What is needed:
Format everything from the line containing "Locate the blue" down to the end of the records below as a Markdown table with the columns Number and Record line, giving each nonblank line its own numbered row and leaving out blank lines.

=====

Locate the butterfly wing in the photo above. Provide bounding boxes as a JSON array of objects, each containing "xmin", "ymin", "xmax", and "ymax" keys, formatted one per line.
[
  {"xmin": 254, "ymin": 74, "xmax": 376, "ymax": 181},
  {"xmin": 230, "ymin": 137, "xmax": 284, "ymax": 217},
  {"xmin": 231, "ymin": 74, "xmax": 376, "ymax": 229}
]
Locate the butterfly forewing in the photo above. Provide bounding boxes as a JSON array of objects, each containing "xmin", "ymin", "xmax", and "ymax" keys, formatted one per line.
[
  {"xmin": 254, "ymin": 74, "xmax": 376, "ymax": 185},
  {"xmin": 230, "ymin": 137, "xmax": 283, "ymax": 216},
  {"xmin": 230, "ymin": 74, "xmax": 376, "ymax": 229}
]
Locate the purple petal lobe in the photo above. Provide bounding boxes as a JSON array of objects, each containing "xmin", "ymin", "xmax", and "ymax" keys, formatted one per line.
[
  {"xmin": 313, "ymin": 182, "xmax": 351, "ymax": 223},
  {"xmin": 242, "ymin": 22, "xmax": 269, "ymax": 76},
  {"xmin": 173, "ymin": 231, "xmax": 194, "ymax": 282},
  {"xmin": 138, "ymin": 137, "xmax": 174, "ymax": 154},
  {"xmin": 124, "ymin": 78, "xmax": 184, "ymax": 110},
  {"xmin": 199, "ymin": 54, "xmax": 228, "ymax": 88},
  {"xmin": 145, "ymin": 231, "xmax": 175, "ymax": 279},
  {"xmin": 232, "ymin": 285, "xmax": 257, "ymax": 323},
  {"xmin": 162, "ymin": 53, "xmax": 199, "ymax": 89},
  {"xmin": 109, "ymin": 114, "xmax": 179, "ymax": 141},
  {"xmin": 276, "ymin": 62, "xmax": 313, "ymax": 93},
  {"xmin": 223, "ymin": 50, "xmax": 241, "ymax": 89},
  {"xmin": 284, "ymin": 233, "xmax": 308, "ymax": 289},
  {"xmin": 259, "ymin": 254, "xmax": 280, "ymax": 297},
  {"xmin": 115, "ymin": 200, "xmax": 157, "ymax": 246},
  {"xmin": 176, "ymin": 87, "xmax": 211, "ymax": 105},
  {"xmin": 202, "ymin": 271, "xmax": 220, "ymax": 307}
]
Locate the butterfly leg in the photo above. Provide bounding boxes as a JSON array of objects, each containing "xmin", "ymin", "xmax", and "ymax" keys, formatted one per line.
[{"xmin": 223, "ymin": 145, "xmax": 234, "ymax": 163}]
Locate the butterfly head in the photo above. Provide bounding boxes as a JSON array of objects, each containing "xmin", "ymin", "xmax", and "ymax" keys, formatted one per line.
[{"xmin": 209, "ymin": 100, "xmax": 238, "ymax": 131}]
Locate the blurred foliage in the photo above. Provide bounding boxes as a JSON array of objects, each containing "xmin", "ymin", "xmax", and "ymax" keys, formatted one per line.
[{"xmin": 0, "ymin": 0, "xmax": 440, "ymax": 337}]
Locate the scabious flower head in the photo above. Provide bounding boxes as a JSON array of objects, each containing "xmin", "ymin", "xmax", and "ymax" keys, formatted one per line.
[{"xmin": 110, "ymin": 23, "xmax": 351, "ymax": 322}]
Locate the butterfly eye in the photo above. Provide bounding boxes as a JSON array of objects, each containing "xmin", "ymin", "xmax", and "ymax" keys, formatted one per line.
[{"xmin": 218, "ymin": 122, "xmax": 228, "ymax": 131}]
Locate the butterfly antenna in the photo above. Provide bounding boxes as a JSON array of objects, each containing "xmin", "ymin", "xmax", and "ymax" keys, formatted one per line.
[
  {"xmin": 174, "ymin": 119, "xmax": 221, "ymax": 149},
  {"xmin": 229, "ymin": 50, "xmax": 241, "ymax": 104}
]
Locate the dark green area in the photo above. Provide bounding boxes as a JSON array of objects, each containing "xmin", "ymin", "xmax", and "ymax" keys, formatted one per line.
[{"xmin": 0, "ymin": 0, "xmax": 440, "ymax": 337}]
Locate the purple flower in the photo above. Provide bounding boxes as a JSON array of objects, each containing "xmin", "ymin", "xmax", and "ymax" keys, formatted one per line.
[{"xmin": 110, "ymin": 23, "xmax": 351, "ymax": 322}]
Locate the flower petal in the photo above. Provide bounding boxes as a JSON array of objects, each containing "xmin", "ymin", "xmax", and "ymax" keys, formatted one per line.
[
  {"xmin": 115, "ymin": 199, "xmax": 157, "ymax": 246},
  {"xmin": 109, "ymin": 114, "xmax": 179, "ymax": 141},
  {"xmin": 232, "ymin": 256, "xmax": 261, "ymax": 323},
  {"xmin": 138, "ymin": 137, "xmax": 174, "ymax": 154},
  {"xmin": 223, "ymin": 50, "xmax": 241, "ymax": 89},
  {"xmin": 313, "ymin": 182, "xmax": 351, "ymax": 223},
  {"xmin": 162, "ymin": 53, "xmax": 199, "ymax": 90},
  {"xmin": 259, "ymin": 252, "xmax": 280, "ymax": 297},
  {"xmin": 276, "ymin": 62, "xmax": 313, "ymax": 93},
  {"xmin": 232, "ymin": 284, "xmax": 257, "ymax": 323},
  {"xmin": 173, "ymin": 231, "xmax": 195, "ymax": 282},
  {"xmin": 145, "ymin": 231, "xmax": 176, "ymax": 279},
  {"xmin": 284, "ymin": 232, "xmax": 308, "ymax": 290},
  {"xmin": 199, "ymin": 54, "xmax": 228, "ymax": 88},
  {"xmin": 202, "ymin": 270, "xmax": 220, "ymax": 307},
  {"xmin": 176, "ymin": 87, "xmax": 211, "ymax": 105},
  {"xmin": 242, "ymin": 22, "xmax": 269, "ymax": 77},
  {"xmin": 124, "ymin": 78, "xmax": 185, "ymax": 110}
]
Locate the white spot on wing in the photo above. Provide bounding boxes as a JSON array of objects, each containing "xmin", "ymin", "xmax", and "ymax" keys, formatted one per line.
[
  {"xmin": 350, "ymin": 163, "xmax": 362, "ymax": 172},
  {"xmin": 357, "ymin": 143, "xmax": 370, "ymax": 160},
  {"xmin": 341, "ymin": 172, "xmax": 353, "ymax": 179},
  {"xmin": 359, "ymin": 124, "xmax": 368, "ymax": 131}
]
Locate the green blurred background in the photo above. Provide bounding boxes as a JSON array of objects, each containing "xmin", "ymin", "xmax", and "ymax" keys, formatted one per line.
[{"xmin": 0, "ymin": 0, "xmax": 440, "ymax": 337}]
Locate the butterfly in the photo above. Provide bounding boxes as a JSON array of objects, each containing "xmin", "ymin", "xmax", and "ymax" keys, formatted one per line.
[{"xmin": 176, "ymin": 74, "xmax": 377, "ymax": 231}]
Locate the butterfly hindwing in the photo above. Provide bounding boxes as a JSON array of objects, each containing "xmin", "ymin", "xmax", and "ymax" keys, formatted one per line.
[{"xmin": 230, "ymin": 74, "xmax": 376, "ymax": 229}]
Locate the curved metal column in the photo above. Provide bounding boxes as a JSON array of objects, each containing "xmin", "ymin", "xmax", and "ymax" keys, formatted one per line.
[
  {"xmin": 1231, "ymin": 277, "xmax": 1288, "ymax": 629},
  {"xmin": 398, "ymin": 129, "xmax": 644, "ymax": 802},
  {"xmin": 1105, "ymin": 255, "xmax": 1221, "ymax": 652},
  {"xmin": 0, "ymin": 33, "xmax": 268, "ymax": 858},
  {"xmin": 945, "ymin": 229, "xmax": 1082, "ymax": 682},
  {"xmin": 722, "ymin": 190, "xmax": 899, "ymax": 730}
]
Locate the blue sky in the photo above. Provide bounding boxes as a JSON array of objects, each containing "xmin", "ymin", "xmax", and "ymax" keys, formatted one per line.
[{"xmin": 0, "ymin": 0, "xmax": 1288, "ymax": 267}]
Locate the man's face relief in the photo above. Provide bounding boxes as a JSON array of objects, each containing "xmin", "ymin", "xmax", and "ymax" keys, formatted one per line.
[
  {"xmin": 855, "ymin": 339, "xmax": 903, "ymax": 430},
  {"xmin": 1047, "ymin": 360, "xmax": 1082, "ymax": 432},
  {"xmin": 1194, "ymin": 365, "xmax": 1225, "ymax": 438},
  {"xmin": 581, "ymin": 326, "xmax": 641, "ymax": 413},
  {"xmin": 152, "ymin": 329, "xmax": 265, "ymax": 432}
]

=====

Response below:
| Number | Record line |
|---|---|
| 1 | Locate the blue sky in the photo above. Provide bounding boxes as a JSON array of objects, each containing "xmin", "ymin", "xmax", and "ymax" keys, formatted one per line. |
| 2 | [{"xmin": 0, "ymin": 0, "xmax": 1288, "ymax": 267}] |
| 3 | Locate the man's face relief in the photo above. Provide bounding boxes as a JSON array of objects, each containing "xmin", "ymin", "xmax", and "ymax" keys, formatted one per line. |
| 4 | [ |
| 5 |   {"xmin": 855, "ymin": 339, "xmax": 903, "ymax": 430}, |
| 6 |   {"xmin": 1047, "ymin": 360, "xmax": 1082, "ymax": 432}, |
| 7 |   {"xmin": 1194, "ymin": 365, "xmax": 1225, "ymax": 438}, |
| 8 |   {"xmin": 581, "ymin": 326, "xmax": 641, "ymax": 413}, |
| 9 |   {"xmin": 152, "ymin": 329, "xmax": 265, "ymax": 432} |
| 10 | ] |